Your goal
Find each line in the records that contains the word "flower" and copy those lines.

[Rows of box annotation data]
— start —
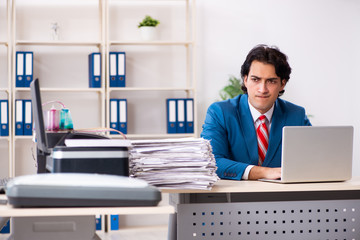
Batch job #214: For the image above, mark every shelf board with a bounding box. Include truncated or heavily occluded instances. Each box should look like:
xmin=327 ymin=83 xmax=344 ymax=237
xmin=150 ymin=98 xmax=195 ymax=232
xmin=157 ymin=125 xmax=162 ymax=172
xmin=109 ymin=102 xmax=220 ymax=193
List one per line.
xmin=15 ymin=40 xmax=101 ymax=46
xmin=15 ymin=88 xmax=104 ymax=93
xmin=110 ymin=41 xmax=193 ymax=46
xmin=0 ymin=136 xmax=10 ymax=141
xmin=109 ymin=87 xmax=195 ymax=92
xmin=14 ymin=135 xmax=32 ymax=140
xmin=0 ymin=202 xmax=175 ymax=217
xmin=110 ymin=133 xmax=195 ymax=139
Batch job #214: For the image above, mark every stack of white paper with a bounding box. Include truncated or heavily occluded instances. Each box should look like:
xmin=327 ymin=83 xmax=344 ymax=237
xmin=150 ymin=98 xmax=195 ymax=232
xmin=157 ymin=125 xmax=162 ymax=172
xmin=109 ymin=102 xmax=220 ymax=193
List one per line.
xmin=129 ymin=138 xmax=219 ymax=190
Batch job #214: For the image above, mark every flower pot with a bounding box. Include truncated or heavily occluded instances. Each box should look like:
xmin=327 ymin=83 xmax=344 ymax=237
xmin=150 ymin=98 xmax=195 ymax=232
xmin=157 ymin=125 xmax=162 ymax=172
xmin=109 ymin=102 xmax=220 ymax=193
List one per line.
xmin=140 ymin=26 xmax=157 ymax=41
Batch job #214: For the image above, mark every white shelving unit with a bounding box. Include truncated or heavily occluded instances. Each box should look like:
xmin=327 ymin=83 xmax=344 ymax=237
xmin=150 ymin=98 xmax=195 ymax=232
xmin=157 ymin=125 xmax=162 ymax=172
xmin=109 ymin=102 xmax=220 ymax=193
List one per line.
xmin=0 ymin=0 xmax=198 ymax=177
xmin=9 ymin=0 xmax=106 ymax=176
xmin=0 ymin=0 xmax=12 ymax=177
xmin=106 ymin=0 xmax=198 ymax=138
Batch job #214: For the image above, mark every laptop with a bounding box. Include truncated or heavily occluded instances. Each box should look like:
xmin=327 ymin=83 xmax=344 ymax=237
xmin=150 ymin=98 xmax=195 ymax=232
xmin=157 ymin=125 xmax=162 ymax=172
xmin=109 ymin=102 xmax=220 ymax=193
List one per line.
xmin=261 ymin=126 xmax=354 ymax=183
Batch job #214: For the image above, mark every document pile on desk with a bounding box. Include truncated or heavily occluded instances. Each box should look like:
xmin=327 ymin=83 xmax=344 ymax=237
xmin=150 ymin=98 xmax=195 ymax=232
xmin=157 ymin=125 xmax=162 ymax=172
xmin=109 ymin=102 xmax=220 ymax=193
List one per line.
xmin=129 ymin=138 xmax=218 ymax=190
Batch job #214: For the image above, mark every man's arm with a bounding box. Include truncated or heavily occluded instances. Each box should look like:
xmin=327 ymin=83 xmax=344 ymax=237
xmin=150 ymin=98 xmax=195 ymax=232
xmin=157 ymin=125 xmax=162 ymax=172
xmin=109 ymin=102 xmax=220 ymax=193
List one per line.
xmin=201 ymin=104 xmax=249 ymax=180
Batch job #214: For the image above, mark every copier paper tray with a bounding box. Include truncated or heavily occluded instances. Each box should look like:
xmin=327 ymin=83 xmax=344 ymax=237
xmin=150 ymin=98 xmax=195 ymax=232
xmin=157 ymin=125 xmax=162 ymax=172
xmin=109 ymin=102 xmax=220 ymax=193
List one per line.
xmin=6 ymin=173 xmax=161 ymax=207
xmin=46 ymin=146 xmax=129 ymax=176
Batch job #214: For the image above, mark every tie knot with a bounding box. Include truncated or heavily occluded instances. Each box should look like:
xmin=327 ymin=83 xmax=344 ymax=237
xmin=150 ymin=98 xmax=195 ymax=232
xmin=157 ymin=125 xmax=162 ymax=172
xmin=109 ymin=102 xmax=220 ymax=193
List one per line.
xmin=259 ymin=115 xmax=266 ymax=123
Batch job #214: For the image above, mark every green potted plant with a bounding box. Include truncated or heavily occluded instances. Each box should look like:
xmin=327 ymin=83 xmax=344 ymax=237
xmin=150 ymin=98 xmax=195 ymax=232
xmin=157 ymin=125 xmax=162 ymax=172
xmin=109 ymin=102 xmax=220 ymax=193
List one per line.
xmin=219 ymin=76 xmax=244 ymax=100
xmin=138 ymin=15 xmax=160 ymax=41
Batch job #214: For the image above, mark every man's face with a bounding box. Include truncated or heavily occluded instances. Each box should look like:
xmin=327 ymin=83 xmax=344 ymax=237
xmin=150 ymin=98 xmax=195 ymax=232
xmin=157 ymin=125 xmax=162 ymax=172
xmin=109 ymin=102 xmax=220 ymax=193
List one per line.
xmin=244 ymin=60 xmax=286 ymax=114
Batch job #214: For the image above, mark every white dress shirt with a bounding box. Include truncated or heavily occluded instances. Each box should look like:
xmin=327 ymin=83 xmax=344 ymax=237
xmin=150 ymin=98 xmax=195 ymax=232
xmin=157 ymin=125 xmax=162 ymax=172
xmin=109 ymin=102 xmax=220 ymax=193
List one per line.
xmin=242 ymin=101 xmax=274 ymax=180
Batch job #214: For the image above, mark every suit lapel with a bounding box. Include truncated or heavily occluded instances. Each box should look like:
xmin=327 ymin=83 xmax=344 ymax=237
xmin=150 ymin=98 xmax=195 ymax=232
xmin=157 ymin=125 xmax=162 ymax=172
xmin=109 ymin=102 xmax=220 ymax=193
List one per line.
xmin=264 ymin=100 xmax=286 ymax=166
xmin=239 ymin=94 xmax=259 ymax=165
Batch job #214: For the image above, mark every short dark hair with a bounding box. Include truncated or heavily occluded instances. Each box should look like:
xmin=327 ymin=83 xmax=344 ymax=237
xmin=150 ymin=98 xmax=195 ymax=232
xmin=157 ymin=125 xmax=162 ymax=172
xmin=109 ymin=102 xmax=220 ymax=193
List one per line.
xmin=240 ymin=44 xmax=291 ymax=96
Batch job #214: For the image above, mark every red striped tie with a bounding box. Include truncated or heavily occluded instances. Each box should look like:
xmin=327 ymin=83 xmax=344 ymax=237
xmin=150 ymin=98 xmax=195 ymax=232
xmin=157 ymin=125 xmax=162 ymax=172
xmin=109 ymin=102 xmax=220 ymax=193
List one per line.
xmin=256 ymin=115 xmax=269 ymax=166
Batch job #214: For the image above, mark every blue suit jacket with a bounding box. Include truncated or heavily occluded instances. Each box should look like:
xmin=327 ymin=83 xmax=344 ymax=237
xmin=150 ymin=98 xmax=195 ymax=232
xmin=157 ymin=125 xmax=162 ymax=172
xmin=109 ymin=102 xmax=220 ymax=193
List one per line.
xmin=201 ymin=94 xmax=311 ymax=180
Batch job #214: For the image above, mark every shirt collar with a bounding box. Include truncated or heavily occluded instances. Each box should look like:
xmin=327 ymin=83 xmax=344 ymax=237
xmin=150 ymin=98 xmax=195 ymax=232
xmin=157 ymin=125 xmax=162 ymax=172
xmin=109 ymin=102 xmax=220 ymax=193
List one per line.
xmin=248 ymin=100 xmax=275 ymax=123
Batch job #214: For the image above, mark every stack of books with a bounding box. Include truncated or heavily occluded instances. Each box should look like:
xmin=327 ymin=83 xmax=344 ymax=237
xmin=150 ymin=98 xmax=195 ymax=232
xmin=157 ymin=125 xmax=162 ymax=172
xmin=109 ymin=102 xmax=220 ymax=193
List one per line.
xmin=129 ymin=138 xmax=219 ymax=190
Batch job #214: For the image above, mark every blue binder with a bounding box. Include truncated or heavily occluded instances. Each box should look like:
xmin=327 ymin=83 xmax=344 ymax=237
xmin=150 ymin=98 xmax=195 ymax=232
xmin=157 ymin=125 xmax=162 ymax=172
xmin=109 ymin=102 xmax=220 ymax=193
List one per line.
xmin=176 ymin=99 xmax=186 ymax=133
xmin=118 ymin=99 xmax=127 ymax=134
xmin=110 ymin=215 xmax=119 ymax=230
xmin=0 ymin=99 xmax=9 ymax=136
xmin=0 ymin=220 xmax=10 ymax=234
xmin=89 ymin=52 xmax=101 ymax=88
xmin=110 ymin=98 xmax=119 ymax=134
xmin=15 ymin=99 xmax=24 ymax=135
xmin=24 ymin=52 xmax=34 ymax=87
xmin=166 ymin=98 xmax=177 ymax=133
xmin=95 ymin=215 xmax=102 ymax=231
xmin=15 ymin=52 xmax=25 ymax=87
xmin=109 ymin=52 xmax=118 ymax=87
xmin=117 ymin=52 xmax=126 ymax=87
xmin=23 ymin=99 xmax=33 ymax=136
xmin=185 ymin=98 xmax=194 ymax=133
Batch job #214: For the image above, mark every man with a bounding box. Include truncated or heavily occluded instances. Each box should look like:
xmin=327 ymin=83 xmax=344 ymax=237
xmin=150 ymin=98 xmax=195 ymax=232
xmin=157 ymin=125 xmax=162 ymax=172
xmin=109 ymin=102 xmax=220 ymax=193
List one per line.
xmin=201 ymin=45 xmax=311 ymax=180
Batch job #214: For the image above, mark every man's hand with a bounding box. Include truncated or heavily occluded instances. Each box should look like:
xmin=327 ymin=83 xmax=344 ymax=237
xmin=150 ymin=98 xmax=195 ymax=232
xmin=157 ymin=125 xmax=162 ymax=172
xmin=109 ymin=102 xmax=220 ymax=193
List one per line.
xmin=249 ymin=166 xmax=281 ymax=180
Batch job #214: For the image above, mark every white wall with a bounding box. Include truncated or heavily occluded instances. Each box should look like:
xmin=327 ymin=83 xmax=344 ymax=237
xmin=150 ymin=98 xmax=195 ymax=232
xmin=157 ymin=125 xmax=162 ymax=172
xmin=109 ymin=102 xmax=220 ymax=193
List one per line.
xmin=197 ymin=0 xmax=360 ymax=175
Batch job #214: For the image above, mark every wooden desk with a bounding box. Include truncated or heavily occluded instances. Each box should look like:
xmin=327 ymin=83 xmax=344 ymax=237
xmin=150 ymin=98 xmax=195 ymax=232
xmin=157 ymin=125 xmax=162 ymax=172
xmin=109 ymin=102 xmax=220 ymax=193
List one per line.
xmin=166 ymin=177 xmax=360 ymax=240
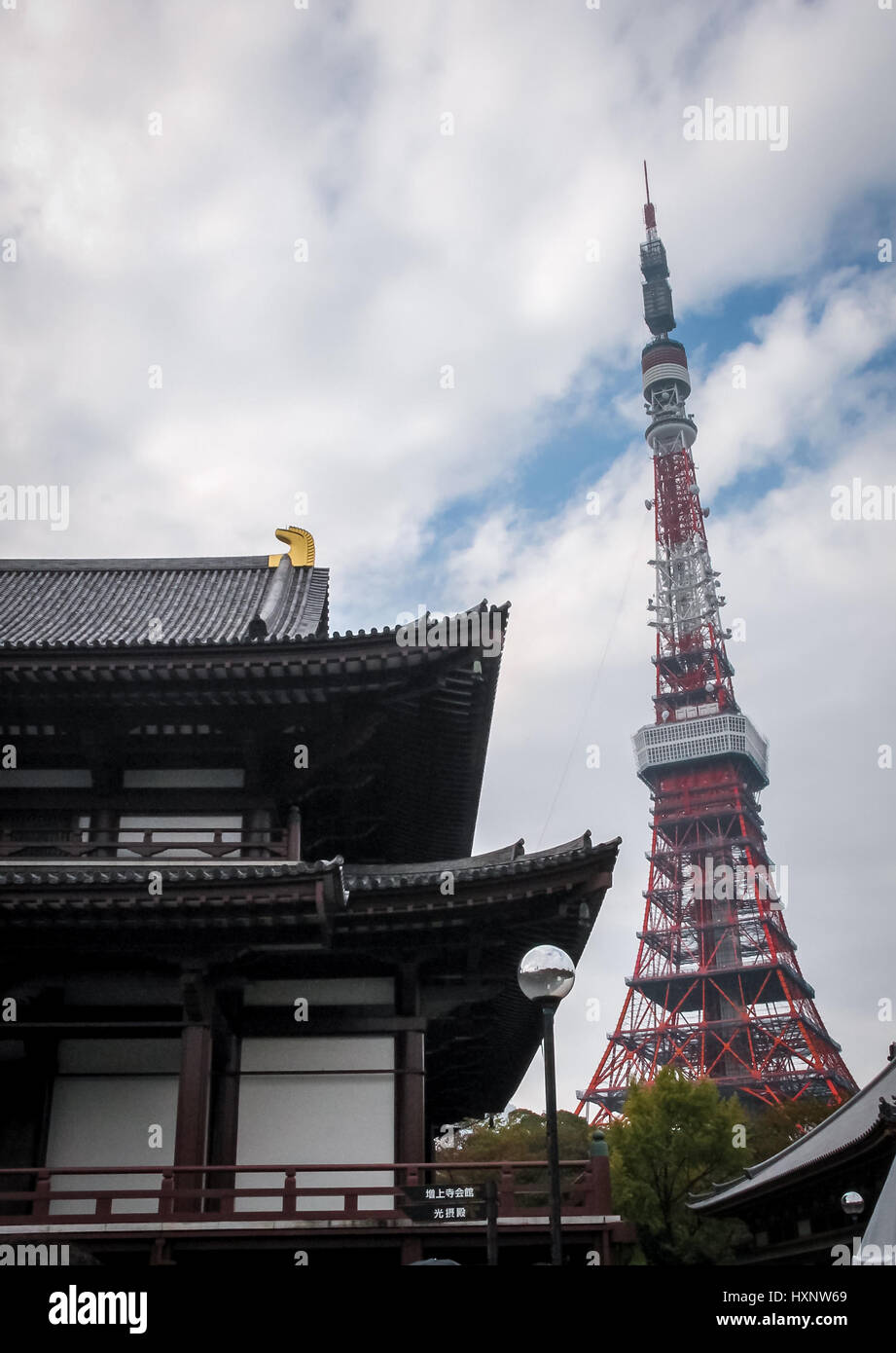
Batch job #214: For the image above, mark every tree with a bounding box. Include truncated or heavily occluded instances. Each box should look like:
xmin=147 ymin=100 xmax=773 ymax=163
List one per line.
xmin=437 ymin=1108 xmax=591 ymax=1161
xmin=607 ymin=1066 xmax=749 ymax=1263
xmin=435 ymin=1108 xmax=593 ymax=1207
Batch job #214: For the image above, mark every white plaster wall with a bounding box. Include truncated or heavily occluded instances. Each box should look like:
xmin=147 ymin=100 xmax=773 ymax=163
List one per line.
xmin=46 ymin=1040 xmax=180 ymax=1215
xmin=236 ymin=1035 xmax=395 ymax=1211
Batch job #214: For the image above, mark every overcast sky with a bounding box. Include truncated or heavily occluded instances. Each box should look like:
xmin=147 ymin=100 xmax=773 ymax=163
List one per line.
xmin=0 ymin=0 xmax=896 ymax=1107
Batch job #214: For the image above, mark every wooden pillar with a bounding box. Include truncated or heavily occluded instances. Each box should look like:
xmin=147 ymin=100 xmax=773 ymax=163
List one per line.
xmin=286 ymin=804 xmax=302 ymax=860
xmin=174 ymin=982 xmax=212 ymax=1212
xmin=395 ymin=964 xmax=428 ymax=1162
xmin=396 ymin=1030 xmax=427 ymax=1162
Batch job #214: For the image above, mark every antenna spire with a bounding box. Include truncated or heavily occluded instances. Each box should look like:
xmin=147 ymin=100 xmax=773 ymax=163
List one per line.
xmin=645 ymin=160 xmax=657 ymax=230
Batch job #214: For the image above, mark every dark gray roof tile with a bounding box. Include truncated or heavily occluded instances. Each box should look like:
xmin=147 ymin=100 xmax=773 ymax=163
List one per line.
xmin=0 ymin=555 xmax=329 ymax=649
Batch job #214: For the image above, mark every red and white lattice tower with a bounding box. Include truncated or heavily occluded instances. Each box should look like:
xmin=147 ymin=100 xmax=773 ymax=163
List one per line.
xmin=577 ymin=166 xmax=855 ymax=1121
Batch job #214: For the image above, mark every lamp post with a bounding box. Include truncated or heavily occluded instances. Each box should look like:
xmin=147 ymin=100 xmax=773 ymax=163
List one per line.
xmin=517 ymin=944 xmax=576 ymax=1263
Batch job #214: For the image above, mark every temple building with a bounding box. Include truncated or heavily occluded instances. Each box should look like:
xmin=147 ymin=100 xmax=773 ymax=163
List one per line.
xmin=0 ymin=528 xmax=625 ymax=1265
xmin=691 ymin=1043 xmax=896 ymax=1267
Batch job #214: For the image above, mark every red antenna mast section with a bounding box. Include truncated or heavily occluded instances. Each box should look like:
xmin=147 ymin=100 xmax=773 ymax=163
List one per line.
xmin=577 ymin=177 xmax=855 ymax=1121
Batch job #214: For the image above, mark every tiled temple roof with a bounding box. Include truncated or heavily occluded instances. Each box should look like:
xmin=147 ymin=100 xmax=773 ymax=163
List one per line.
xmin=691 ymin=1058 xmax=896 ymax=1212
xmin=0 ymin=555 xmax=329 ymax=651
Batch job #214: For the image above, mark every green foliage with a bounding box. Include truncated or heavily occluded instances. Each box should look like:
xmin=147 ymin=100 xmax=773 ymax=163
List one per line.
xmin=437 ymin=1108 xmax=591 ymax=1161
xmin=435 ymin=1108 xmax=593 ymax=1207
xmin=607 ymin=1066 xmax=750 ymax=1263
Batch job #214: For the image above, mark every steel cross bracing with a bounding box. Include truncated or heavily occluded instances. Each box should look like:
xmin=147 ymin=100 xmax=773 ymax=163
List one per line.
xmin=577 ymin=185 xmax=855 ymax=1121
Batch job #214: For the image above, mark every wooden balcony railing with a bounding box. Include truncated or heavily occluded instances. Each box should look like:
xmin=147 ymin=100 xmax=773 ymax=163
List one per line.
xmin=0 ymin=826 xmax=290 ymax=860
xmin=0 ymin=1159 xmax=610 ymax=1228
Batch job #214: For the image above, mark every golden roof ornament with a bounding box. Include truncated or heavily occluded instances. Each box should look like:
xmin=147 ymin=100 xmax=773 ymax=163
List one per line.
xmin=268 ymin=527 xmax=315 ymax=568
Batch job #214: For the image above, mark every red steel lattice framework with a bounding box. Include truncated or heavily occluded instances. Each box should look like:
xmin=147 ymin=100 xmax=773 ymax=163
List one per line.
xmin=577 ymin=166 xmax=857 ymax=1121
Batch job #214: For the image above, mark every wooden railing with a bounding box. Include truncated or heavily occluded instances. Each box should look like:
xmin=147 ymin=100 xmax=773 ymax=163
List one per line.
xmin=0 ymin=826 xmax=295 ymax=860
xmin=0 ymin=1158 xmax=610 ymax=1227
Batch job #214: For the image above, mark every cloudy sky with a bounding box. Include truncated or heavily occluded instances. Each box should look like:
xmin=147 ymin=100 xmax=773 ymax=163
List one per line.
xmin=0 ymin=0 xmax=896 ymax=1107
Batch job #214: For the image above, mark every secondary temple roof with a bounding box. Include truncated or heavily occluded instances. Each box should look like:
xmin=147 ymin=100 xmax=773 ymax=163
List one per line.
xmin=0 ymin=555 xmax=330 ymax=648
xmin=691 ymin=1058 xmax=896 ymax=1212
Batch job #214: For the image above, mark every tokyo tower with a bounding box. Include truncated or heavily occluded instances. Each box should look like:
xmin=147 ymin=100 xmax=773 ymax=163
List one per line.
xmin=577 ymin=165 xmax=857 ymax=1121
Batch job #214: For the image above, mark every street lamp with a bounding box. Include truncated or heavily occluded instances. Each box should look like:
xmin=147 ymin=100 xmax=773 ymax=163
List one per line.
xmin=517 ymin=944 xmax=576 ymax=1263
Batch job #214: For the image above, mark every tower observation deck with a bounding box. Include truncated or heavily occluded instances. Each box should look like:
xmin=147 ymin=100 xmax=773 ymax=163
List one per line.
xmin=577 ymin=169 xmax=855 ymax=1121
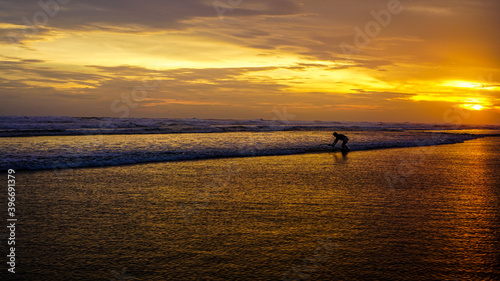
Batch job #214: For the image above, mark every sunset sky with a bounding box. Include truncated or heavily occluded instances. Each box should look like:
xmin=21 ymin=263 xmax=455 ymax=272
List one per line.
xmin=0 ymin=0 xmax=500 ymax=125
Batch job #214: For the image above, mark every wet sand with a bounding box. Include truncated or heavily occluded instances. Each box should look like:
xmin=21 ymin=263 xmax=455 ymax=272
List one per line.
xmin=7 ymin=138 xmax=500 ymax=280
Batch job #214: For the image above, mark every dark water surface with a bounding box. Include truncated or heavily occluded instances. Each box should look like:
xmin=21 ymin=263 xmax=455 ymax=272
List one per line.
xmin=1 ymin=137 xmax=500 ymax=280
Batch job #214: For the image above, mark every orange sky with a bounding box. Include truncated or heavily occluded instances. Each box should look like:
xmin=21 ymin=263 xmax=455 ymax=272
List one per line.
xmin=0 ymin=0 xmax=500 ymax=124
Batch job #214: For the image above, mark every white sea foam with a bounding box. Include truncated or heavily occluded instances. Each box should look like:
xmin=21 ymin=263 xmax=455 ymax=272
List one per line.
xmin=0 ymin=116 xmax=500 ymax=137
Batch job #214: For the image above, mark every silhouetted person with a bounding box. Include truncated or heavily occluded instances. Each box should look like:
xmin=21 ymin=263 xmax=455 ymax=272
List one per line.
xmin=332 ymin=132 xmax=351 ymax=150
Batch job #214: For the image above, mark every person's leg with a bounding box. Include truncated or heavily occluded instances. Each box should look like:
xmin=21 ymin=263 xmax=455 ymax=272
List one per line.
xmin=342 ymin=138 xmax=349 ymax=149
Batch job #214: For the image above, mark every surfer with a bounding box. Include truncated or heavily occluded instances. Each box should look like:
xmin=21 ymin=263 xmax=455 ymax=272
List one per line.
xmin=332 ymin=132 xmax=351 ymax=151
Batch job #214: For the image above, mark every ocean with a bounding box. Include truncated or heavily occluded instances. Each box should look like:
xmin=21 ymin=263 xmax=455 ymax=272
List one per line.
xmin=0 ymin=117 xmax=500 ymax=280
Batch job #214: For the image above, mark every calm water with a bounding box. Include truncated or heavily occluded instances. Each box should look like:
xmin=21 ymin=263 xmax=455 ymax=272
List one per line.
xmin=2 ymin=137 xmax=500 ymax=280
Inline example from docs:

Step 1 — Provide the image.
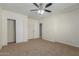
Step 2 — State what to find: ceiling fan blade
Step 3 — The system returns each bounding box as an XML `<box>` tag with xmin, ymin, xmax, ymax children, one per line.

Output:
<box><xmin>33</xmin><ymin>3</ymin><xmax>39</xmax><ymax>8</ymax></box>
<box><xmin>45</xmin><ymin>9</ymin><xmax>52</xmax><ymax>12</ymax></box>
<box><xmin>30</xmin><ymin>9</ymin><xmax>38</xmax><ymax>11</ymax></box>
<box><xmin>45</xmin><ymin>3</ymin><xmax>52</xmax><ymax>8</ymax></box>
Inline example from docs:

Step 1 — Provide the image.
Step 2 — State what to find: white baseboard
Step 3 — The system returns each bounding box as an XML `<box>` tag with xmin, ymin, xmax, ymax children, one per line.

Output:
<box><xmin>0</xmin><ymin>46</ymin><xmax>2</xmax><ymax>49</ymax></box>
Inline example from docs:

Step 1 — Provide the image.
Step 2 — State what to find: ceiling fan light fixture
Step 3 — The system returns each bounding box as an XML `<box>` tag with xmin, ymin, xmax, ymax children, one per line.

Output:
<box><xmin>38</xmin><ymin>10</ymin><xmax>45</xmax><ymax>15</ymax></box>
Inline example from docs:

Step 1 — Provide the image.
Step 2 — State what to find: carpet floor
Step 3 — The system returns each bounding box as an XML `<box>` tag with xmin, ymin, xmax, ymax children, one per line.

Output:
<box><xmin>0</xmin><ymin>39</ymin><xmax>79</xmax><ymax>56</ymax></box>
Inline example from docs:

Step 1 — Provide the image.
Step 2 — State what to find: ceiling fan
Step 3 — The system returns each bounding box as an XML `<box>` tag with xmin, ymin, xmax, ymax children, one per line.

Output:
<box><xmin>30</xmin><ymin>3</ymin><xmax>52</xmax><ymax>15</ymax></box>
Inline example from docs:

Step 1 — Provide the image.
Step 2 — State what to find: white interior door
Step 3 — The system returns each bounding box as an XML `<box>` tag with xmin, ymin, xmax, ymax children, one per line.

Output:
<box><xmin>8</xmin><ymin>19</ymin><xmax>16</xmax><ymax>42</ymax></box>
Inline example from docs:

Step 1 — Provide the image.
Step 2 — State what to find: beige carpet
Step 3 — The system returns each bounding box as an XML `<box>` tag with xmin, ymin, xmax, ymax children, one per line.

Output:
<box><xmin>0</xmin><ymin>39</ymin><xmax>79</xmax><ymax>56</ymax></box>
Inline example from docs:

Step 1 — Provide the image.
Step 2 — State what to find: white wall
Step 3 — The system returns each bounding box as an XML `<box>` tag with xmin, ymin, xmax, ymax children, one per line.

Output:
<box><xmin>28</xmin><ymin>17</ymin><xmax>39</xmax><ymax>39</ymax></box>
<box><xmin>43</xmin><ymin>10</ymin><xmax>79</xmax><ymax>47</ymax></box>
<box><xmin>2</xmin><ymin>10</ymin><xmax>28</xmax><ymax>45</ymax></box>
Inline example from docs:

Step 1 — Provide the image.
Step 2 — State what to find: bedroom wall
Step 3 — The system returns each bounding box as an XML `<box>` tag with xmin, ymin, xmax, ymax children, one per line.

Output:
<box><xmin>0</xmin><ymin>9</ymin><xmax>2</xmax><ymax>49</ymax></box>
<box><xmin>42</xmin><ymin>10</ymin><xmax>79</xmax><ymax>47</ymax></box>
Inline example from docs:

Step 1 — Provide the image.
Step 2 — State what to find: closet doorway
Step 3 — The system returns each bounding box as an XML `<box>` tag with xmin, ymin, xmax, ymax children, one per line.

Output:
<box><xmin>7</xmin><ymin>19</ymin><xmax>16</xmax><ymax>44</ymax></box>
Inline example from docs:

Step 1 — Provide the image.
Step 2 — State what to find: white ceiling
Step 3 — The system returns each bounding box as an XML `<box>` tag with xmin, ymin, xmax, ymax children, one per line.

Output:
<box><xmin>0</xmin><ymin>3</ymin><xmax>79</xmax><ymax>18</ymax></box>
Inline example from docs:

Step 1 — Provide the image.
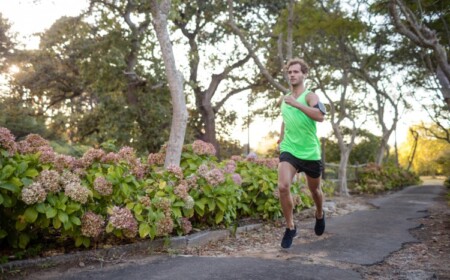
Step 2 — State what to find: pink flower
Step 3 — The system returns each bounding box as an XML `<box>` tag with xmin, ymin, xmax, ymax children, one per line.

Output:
— end —
Reply to the exercise
Batch job #214: For the image above, mark every flower pot with a bounding box. Include truncated or heavily occluded instances. Each box should look like:
Step 2 — State what to find: pink flower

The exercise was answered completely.